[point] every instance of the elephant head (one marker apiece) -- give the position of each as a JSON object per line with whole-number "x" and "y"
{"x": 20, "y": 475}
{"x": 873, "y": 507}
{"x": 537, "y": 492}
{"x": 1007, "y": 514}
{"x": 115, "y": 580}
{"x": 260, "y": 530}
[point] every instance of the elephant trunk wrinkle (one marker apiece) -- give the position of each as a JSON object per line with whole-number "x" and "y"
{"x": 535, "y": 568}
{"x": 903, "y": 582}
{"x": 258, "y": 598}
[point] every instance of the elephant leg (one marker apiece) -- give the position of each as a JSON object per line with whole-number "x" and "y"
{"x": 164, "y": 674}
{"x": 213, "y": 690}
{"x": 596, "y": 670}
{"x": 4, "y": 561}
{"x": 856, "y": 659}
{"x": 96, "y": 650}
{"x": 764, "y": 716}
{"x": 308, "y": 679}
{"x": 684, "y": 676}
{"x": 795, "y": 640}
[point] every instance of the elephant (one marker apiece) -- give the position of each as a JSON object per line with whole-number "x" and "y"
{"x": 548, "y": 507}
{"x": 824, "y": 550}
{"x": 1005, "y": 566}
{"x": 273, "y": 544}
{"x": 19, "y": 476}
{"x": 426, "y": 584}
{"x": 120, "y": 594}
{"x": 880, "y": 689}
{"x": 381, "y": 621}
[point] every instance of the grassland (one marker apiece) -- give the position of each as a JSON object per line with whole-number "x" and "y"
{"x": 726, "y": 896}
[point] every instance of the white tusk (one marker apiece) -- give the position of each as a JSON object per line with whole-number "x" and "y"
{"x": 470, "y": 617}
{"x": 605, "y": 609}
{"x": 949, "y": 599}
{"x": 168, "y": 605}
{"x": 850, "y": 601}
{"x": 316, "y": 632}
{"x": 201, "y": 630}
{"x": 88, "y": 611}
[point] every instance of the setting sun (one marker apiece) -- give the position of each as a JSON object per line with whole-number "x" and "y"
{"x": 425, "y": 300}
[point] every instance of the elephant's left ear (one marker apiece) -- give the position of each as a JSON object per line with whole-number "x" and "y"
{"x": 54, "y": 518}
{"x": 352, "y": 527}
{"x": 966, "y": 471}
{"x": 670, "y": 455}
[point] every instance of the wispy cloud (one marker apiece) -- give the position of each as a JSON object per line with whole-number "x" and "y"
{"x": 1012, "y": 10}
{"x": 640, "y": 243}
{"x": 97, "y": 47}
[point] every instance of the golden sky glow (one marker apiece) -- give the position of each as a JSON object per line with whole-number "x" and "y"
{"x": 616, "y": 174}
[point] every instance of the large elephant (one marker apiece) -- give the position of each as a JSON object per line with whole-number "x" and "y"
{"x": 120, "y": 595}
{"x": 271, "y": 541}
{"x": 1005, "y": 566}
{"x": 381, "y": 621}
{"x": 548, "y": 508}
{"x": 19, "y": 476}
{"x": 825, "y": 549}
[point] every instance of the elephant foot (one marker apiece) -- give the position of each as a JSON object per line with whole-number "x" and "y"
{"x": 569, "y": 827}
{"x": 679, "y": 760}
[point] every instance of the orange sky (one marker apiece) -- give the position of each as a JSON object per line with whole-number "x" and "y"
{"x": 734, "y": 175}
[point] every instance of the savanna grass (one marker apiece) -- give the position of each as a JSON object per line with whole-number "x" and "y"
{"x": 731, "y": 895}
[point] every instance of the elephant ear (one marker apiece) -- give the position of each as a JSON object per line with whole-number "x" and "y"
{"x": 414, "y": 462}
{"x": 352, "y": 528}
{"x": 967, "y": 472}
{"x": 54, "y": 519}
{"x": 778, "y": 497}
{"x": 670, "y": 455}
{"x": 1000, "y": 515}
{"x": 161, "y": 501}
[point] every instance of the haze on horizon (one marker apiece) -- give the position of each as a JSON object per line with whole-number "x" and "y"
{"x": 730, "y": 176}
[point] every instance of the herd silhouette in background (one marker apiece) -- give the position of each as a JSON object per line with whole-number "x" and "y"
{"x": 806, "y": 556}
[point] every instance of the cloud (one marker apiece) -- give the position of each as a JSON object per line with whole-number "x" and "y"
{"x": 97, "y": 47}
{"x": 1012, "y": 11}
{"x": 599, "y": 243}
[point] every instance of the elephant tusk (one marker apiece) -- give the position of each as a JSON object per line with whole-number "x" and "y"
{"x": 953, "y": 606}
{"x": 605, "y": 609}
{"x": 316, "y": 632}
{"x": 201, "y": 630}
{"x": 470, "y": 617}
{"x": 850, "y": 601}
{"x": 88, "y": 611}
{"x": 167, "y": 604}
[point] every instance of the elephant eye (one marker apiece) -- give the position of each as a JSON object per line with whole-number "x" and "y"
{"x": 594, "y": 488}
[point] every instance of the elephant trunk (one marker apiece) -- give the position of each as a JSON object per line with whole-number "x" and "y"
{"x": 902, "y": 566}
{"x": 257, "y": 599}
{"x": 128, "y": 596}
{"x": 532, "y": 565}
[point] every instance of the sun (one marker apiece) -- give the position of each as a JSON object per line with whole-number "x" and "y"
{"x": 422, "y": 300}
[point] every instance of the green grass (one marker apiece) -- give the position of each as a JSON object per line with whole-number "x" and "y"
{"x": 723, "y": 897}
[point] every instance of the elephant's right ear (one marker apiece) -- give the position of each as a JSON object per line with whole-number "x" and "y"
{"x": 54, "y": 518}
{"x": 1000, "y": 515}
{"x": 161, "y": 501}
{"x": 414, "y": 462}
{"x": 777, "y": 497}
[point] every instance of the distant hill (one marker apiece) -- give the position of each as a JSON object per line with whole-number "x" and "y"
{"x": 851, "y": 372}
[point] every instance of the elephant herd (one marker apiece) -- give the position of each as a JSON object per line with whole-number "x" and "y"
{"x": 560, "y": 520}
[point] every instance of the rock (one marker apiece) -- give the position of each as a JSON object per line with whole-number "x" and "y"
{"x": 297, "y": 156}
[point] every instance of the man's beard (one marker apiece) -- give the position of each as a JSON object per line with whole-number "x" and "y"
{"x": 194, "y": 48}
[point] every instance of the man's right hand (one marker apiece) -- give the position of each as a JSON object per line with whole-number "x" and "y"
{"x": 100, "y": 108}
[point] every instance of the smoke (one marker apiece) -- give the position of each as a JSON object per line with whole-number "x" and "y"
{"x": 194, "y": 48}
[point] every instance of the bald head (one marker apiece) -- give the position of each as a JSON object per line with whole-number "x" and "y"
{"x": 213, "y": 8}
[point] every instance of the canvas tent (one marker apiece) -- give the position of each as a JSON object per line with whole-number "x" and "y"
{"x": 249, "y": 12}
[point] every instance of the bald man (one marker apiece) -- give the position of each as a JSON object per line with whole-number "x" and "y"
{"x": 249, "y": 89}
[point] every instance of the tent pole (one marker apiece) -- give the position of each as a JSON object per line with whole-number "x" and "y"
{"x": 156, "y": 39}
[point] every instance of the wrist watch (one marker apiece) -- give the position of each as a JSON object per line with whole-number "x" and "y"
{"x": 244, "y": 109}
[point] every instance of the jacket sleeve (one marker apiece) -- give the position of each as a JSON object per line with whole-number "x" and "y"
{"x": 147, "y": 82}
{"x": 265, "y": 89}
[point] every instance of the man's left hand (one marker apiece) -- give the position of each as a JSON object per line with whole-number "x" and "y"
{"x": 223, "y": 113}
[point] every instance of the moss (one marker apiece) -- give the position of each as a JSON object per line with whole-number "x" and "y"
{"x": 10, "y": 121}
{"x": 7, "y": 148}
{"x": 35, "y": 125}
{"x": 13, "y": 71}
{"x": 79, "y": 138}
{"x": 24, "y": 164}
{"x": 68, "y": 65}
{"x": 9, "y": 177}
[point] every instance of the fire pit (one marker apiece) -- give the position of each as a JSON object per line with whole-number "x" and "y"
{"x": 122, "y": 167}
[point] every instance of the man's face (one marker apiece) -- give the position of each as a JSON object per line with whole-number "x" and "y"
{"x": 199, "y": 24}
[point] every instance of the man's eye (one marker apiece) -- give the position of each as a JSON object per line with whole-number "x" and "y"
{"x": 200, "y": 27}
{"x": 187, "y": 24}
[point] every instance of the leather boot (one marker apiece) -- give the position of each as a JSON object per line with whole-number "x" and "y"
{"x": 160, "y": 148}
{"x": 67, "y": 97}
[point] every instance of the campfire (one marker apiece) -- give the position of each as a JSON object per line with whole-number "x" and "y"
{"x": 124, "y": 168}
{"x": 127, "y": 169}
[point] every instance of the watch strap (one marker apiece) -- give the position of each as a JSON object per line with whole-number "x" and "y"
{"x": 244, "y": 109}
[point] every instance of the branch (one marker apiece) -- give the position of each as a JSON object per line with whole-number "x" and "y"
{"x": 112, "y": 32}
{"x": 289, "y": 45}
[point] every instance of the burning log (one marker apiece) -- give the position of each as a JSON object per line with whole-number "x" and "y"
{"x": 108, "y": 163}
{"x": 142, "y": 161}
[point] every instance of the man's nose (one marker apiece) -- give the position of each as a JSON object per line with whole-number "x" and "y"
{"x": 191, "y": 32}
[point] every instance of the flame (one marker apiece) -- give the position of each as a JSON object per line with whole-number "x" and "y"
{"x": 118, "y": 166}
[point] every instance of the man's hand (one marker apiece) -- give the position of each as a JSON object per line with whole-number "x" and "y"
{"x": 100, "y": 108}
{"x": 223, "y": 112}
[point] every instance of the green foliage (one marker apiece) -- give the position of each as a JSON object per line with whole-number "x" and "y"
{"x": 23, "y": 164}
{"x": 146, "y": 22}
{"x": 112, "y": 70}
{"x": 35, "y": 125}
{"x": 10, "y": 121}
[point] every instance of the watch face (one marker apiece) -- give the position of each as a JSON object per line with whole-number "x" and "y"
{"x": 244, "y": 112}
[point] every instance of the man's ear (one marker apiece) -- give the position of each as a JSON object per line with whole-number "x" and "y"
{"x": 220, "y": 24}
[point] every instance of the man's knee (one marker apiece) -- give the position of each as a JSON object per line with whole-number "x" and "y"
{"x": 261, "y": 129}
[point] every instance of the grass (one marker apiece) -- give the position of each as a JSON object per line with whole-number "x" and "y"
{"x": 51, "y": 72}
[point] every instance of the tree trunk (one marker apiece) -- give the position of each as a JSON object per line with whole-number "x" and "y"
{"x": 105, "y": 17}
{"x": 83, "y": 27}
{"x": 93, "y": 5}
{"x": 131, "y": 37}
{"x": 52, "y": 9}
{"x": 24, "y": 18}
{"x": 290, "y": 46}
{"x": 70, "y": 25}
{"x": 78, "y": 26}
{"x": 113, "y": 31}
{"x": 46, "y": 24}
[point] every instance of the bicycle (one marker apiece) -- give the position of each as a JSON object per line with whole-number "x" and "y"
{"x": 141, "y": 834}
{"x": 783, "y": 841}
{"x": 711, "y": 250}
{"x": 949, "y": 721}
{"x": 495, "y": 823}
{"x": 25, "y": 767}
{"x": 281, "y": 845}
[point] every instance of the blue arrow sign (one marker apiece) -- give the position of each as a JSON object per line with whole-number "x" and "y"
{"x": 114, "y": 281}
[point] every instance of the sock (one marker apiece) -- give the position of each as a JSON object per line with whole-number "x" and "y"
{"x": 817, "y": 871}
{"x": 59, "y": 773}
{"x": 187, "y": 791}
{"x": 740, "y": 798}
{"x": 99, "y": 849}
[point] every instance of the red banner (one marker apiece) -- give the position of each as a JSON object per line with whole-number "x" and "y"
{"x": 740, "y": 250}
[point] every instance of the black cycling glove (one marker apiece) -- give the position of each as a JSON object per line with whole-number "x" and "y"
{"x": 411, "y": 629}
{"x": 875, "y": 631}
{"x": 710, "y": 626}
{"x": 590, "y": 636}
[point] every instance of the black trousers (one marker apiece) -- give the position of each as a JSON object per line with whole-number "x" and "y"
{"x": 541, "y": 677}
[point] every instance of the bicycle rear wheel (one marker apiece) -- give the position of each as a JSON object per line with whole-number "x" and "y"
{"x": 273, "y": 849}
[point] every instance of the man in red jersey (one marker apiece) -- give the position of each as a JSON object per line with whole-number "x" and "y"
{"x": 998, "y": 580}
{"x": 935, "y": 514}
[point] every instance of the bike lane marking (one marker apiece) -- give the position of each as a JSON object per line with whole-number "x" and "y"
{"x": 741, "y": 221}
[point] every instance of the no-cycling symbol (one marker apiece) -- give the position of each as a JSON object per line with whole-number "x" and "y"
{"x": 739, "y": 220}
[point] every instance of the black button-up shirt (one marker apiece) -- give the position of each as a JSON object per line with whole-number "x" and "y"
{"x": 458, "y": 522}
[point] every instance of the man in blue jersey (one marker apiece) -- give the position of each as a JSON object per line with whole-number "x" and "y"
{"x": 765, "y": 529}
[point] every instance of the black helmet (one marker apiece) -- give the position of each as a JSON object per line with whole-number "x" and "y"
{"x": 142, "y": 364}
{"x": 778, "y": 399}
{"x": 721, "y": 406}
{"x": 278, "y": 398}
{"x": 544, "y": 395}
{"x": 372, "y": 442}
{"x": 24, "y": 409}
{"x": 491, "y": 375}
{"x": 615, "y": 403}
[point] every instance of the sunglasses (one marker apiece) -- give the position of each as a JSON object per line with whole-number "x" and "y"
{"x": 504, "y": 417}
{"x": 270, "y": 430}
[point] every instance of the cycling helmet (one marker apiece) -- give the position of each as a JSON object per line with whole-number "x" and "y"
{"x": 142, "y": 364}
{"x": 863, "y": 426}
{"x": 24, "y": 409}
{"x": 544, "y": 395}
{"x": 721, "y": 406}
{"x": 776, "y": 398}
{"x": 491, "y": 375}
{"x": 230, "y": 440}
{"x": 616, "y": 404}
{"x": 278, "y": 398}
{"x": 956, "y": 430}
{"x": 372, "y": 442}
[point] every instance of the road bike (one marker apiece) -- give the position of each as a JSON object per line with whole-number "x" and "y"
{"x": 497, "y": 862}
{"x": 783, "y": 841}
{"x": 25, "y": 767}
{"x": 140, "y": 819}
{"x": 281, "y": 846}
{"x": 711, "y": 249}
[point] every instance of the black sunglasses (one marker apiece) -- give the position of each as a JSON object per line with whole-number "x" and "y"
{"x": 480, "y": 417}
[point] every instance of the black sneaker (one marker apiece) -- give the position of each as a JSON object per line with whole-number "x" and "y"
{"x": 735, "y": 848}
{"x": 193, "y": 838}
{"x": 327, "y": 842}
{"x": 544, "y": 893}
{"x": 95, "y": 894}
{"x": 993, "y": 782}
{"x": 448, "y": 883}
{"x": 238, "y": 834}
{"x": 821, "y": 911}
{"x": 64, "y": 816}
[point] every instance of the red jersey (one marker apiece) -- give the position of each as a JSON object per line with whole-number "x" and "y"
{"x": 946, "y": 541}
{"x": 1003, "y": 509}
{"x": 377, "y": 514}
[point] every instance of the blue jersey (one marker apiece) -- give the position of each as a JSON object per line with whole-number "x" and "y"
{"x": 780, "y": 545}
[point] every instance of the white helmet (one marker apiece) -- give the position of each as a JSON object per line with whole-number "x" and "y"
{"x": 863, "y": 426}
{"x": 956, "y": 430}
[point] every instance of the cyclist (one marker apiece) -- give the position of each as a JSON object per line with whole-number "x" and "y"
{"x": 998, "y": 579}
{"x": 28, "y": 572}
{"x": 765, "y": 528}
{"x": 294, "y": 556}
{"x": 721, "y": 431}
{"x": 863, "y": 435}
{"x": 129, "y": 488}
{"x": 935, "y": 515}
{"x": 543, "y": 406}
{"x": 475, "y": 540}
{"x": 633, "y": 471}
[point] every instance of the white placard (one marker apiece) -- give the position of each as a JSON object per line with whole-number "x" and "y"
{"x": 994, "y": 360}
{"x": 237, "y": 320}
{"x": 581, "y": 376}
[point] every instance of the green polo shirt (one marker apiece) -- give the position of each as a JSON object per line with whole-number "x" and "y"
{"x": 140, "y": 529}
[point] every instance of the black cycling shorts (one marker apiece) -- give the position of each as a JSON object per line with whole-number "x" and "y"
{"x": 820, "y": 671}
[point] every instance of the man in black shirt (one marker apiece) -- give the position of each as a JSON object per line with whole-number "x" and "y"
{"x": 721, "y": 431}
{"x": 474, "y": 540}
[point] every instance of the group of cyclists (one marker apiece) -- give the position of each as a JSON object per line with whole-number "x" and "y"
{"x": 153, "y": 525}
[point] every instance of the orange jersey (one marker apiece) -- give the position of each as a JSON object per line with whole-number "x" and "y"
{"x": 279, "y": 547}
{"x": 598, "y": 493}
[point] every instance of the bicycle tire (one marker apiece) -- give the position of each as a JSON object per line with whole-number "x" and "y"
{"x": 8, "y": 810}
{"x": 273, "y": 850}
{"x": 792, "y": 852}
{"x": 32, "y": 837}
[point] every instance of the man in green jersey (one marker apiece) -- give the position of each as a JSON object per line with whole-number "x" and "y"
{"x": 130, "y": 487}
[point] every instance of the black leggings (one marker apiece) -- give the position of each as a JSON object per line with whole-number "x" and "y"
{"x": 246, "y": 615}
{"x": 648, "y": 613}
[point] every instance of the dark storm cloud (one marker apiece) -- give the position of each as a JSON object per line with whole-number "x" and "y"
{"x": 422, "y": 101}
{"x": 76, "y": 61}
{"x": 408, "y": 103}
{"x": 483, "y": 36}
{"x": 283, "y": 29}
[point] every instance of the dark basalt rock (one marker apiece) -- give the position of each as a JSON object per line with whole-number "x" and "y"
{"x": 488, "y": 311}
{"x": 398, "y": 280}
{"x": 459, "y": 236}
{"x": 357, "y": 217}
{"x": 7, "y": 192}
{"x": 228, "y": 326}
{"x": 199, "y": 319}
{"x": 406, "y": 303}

##########

Work to complete:
Retype nothing except the lines from the line holding "[point] every instance of the orange jersey" through the last line of the entries, both included.

The response:
[point] every instance of the orange jersey (one marker apiece) -- give the position of each as a JSON object per line with whole-number "x" and "y"
{"x": 279, "y": 547}
{"x": 598, "y": 493}
[point] every instance of the bicycle tire (one marker apiece) -- give the position of each as a JSON object per line with whole-number "x" and "y"
{"x": 8, "y": 810}
{"x": 273, "y": 850}
{"x": 792, "y": 852}
{"x": 32, "y": 837}
[point] every instance of the man in green jersey (one marker apiece) -- give the position of each as a JSON object per line with whole-number "x" and "y"
{"x": 130, "y": 487}
[point] every instance of the black leggings (one marker apiece) -- give the position of each as a JSON object per line with whole-number "x" and "y"
{"x": 246, "y": 615}
{"x": 648, "y": 613}
[point] every instance of the dark storm cloud (one marker apiece) -- give the position of each as a JSON object per line with whole-number "x" and "y"
{"x": 422, "y": 101}
{"x": 76, "y": 61}
{"x": 408, "y": 103}
{"x": 483, "y": 36}
{"x": 283, "y": 29}
[point] every instance of the dark basalt rock (one marker apiece) -- give the position of each as a JSON object per line with whole-number "x" and "y"
{"x": 488, "y": 311}
{"x": 398, "y": 280}
{"x": 459, "y": 236}
{"x": 357, "y": 217}
{"x": 7, "y": 192}
{"x": 228, "y": 326}
{"x": 199, "y": 319}
{"x": 406, "y": 303}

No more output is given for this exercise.